## ASSIGNMENT
Exactly as written, print the lines from the top of the listing through the line containing "rough mask: <svg"; include no pictures.
WORKING DATA START
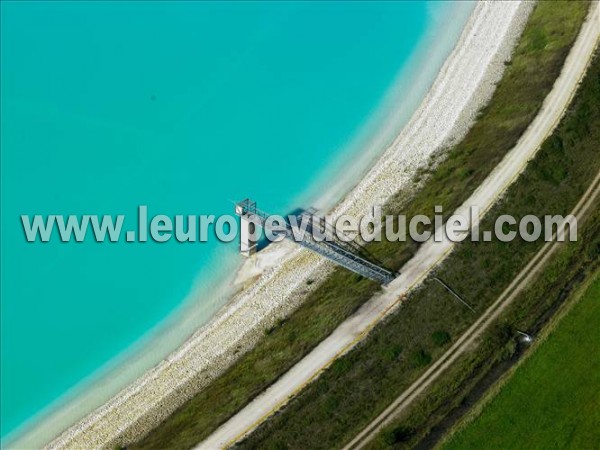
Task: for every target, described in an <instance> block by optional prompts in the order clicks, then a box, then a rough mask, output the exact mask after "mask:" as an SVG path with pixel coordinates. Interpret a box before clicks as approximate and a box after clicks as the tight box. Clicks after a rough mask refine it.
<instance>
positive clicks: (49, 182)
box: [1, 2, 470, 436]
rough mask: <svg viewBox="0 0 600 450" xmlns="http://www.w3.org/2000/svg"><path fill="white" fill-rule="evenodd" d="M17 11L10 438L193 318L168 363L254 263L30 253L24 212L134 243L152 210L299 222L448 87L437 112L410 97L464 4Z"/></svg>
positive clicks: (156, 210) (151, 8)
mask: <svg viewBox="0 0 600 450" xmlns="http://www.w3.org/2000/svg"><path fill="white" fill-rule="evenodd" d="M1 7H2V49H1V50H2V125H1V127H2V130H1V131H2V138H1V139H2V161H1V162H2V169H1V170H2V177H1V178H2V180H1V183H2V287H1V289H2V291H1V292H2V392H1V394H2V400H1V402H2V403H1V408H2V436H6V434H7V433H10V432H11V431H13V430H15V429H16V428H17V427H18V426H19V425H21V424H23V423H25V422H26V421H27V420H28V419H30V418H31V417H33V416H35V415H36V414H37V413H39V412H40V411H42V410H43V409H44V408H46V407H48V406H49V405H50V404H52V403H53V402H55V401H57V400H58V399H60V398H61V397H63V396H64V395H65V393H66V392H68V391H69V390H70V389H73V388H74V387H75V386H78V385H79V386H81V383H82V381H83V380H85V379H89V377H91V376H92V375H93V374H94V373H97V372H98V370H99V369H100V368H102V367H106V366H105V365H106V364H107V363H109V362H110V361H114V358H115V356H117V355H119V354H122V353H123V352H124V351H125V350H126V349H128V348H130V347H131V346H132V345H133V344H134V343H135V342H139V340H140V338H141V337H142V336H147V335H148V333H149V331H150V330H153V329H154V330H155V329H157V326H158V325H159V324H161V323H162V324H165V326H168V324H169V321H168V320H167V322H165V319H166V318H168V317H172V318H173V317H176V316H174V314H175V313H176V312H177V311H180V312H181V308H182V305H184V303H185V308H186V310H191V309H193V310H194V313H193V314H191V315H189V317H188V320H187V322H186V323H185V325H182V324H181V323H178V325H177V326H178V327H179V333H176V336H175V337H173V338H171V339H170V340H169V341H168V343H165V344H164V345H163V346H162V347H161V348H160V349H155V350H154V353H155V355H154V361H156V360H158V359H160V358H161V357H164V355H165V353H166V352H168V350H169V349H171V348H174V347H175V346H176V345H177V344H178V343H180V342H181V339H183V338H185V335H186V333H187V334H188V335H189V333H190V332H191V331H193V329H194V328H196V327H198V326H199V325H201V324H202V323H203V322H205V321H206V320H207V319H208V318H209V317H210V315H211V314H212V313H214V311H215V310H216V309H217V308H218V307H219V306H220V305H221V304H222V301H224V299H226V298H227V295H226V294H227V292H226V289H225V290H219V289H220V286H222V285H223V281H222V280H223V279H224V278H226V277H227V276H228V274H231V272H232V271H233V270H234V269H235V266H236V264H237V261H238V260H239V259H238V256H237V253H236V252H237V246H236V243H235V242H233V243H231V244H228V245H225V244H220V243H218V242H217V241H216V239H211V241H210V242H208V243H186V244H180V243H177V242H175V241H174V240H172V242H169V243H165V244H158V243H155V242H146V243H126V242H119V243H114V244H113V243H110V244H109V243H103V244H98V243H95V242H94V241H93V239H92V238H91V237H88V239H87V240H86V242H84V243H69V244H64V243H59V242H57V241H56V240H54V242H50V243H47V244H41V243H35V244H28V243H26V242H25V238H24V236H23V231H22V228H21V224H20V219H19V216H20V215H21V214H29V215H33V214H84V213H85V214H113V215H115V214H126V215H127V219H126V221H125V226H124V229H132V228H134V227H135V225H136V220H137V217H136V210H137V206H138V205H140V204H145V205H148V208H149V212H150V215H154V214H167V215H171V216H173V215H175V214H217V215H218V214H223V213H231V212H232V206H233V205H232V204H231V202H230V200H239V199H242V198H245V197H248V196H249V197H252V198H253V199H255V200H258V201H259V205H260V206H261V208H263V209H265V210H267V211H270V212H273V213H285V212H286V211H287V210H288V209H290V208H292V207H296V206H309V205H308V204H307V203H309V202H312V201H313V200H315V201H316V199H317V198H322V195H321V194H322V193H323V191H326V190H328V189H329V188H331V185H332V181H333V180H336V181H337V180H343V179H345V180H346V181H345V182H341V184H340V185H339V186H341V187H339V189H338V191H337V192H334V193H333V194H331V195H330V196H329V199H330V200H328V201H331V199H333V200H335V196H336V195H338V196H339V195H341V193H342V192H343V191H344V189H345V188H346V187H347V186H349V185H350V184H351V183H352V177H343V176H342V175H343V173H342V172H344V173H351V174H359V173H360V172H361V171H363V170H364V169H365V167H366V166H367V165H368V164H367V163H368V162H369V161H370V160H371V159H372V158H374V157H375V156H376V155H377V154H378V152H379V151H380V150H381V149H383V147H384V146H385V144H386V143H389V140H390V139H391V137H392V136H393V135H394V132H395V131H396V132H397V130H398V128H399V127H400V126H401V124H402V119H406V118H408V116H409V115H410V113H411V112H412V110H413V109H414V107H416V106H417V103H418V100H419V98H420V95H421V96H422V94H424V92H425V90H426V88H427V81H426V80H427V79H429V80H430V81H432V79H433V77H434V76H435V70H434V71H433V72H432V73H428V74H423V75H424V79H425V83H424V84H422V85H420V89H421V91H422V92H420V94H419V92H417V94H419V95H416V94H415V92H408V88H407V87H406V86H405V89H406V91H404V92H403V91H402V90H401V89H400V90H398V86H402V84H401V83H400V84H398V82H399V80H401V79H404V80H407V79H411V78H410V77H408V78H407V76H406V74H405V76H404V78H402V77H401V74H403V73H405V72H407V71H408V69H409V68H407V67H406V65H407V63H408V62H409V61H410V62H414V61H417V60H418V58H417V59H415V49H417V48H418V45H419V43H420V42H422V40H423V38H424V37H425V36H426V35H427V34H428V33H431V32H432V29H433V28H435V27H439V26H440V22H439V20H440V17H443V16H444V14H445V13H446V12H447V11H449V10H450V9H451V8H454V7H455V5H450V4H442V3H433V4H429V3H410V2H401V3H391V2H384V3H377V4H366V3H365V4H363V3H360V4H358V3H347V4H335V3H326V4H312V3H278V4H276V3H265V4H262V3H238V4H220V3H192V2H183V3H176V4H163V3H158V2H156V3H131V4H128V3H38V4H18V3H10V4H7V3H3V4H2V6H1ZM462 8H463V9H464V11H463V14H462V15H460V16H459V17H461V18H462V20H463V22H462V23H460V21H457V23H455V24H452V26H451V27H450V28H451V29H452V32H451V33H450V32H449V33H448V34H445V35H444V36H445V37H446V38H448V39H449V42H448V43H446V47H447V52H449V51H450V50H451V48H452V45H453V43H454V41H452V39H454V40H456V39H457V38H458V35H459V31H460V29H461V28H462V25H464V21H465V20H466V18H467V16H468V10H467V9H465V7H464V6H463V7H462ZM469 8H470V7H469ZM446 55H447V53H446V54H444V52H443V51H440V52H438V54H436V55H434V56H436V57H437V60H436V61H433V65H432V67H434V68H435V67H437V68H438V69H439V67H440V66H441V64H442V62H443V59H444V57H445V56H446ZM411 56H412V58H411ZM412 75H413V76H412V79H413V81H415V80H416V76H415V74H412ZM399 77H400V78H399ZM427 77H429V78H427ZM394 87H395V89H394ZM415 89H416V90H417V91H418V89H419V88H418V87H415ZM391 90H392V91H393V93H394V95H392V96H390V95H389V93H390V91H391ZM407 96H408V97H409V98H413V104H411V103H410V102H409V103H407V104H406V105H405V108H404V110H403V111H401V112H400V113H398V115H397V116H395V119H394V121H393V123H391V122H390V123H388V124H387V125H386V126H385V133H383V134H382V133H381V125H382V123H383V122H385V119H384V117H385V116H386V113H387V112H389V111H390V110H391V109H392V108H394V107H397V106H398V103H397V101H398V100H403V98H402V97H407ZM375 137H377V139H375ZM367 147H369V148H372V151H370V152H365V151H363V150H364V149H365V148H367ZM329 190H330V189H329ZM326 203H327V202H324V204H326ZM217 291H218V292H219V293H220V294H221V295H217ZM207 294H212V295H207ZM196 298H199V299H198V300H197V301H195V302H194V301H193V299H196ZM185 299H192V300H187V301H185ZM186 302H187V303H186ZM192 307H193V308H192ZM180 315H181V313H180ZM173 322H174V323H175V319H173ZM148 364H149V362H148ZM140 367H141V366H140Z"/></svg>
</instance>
WORKING DATA END
## TASK ANSWER
Task: for every target, described in an <instance> block by optional prompts in the order clicks, then a box, then a rough mask, output the exact mask after "mask:" as an SVG path with pixel coordinates. Interpret a box before clicks as approximate and a box after clicks as the tight box. Clicks after a rough mask refine it.
<instance>
positive clicks: (49, 182)
box: [1, 2, 470, 436]
rough mask: <svg viewBox="0 0 600 450" xmlns="http://www.w3.org/2000/svg"><path fill="white" fill-rule="evenodd" d="M17 11L10 438L193 318L168 363L254 263L30 253L24 212L134 243L152 210L299 222L448 87L437 112L410 97L464 4Z"/></svg>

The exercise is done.